• **DO THIS**
Write the records below out again exactly as given, with no images.

--- start SUPPLIED DATA ---

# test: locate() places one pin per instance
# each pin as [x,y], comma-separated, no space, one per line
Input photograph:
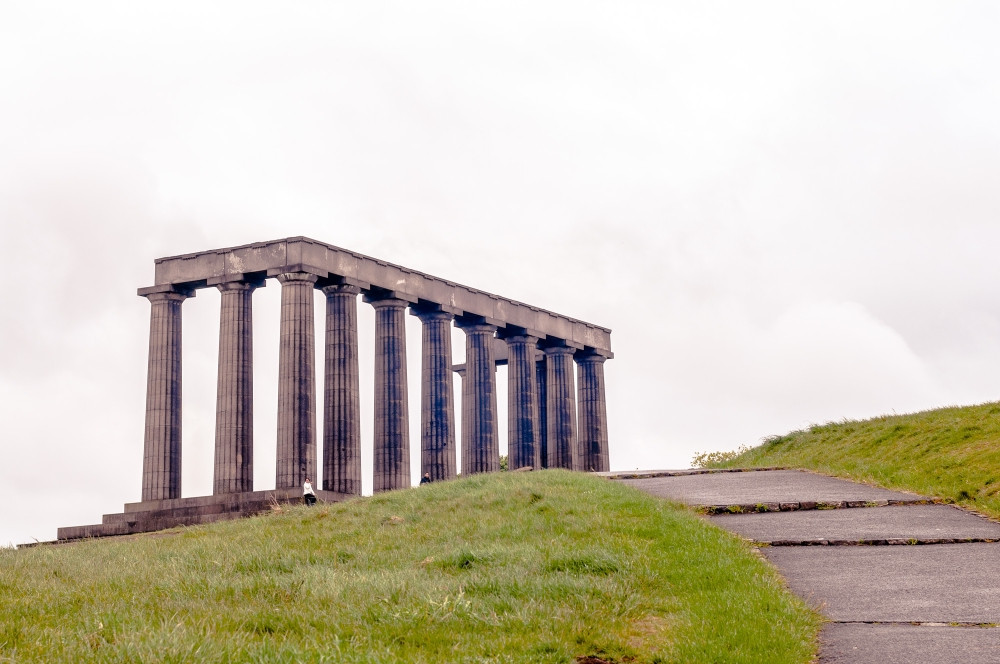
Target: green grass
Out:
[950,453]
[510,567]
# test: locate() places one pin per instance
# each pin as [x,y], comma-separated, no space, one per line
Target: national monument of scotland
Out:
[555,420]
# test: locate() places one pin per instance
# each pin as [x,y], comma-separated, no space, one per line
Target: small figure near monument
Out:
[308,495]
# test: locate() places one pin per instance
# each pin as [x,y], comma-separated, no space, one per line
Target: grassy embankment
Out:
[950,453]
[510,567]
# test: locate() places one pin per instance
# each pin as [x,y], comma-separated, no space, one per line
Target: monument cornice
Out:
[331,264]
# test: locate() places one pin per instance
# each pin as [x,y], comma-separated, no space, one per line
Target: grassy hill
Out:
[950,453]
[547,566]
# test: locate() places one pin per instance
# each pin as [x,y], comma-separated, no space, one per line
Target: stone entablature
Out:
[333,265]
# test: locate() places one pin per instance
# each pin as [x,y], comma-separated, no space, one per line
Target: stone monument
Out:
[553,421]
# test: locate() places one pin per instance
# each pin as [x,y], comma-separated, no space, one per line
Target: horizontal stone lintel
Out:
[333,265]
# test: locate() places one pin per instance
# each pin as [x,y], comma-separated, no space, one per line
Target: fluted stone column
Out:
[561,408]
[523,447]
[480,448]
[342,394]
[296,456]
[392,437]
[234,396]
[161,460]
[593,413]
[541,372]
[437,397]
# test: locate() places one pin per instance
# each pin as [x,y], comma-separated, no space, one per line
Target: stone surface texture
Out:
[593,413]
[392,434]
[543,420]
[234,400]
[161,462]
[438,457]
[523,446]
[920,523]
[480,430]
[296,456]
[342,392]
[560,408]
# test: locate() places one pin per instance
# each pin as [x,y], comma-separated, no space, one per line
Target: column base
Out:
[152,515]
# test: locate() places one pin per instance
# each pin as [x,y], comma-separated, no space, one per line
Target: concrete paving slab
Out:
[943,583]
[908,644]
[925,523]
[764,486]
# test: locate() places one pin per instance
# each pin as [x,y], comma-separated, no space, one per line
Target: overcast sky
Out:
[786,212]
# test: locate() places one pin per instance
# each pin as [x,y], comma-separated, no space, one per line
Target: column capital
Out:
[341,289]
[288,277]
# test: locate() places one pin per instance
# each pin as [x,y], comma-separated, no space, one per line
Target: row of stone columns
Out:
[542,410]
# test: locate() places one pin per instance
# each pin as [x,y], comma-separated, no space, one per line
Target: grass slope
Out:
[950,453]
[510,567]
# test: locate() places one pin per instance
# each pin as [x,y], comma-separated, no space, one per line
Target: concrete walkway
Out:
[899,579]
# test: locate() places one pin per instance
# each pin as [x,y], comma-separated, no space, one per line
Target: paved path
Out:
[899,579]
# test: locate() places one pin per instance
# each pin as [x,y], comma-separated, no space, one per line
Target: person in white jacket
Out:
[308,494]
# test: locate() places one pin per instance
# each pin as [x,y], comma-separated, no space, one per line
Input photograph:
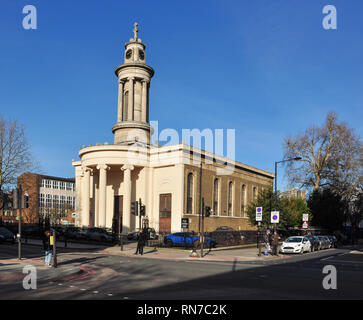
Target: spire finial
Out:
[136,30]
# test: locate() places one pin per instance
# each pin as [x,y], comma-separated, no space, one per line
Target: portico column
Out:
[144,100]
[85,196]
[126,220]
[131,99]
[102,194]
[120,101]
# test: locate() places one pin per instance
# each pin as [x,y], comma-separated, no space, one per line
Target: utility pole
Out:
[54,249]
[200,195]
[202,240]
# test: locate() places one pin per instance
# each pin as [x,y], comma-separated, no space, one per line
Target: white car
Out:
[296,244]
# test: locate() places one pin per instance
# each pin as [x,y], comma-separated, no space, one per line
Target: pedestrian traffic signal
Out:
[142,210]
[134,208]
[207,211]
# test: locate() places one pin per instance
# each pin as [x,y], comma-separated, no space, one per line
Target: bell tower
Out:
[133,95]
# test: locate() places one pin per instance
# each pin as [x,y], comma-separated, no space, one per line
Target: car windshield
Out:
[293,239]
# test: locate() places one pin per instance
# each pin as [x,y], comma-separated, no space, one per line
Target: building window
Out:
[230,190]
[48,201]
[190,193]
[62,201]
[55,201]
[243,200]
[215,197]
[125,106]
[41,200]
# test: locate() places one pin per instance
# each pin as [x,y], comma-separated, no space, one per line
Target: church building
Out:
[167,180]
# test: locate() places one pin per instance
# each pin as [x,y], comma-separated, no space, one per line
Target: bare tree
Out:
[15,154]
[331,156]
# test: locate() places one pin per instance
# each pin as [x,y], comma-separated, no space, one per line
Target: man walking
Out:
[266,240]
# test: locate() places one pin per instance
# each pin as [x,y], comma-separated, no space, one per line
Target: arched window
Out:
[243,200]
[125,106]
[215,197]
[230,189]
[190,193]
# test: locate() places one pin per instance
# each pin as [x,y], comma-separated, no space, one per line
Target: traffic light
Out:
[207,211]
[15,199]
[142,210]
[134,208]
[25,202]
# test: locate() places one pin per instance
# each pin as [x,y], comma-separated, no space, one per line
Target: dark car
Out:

--- end SUPPLIED DATA ---

• **RESPONSE**
# test: locate() places one pin per instance
# each pin as [x,y], comma-separated, no space, one per line
Input photograph:
Target: green grass
Out:
[950,453]
[510,567]
# test: locate() places one pin per instance
# each pin as [x,y], comma-separated, no space, one per line
Target: national monument of scotland
Out:
[555,420]
# test: locate() places one pin per instance
# each pin as [x,y], comma-separated, no space, one per line
Target: small figure near monument
Out:
[308,495]
# test: locate() places one pin per instance
# each pin as [x,y], comma-separated, no space, one per line
Target: grassy embankment
Out:
[950,453]
[510,567]
# test: locate() places one pin per instance
# each pin as [x,y], comma-separated, no space, one per line
Target: monument cornice
Out:
[331,264]
# test: locate() places one pin per instance
# each pin as [x,y], comma-separated, no space, one per line
Target: grassy hill
Out:
[950,453]
[547,566]
# test: locate() places one pin per instance
# each pin as [x,y], comma-separated, no space, one per line
Target: stone entablature
Out:
[333,265]
# test: locate() places one pin per instance
# each pin as [x,y], comma-separated, no space, one per line
Target: stone monument
Out:
[553,421]
# test: locate() places one pin per instance
# each pin as [x,y], comma-separated, no space, one per line
Target: horizontal stone lintel
Out:
[333,265]
# test: locate() places one pin per instance
# each pin as [x,y], comma-separated, no space, one per line
Target: fluted stone column
Out:
[561,408]
[523,447]
[480,448]
[342,394]
[296,456]
[392,437]
[234,396]
[161,460]
[593,413]
[541,372]
[437,397]
# test: locate() places one pin per instance
# each pin as [x,y], comma-separated, no space, one per line
Target: stone surface texture
Out:
[593,413]
[392,434]
[543,420]
[234,400]
[161,462]
[438,457]
[523,446]
[920,523]
[480,430]
[296,456]
[342,392]
[560,408]
# test: locate() places one pin per instance
# each pin as [x,y], comma-separated, no space, one per line
Target: column base
Out:
[152,515]
# test: locate() places one pin per instance
# each pin as [x,y], comma-separated, no space, one per line
Target: concrete paving slab
Out:
[943,583]
[908,644]
[925,523]
[764,486]
# test: locate() places one pin per instance
# each pin as [x,y], comma-separated, no space, one per line
Target: overcast sky
Out:
[786,212]
# test: locate() places one pin per instance
# each pin as [x,y], comma-separated, no space, one per line
Target: column capital
Out:
[341,289]
[288,277]
# test: locate() places one pin per instance
# each pin as [x,y], comma-separated, no space, one per line
Target: row of stone columns
Out:
[542,410]
# test: locate() places one pin per instance
# each pin as [x,y], comma-separated, no space, one per line
Target: grass slope
Out:
[950,453]
[510,567]
# test: locate() places one pin per instance
# each pin as [x,y], comma-separated, no space, one per line
Target: concrete walkway
Out:
[899,579]
# test: locate() places one pin per instance
# each pin as [x,y], comma-separated, no space, one per line
Target: paved path
Out:
[899,579]
# test: locate() places one pin per instance
# each pin as [x,y], comma-separated, no space, one per line
Target: person in white jacket
Out:
[308,494]
# test: locate() places one pin per instance
# each pin as [x,y], comma-separated, no space, one per line
Input photograph:
Target: spire finial
Out:
[136,30]
# test: locate() places one pin per instance
# each pin as [x,y], comma-separated, no space, one per line
Target: portico column
Out:
[144,100]
[85,196]
[126,220]
[131,99]
[102,194]
[120,101]
# test: locate() places one pin per instance
# each pin as [x,y], comma-separated, no space, one per line
Target: utility pole
Out:
[54,249]
[200,195]
[202,240]
# test: locate() places one pin per instance
# each pin as [x,y], comma-separated, no space, one per line
Target: white car
Out:
[296,244]
# test: locate() places one pin per instance
# each pin as [x,y], comma-separated, no space, one per line
Target: pedestrian traffic signal
Out:
[142,210]
[134,208]
[207,211]
# test: locate() places one pin per instance
# each pin as [x,y], comma-separated, no space, one per line
Target: bell tower
Out:
[133,95]
# test: locate() places one pin per instance
# each pin as [x,y], comma-separated, no space, one per line
Target: car windshield
Out:
[293,239]
# test: locate() places one pin per instance
# each pin as [x,y], comma-separated, no space, one per line
Target: building window
Out:
[230,190]
[48,201]
[190,193]
[62,201]
[55,201]
[243,200]
[215,197]
[125,106]
[41,200]
# test: locate() places one pin per instance
# each pin as [x,y], comma-separated, no space, one per line
Target: church building
Out:
[167,180]
# test: locate() places one pin per instance
# each pin as [x,y], comma-separated, no space, one per line
Target: bare tree
Out:
[15,154]
[331,156]
# test: locate() places one pin per instance
# each pin as [x,y], comma-separated, no space, one per line
Target: man walking
Out:
[266,240]
# test: locate() places one pin per instance
# each pin as [x,y], comma-separated, no space, one per line
Target: arched window
Out:
[243,200]
[125,106]
[215,197]
[230,189]
[190,193]
# test: locate() places one pin per instance
# each pin as [x,y], comma-separated, no space, one per line
Target: traffic light
Out:
[207,211]
[15,199]
[142,210]
[134,208]
[25,202]
# test: locate() places one pin per instance
# each pin as [x,y], comma-separated, no space, one per line
Target: dark car
Out:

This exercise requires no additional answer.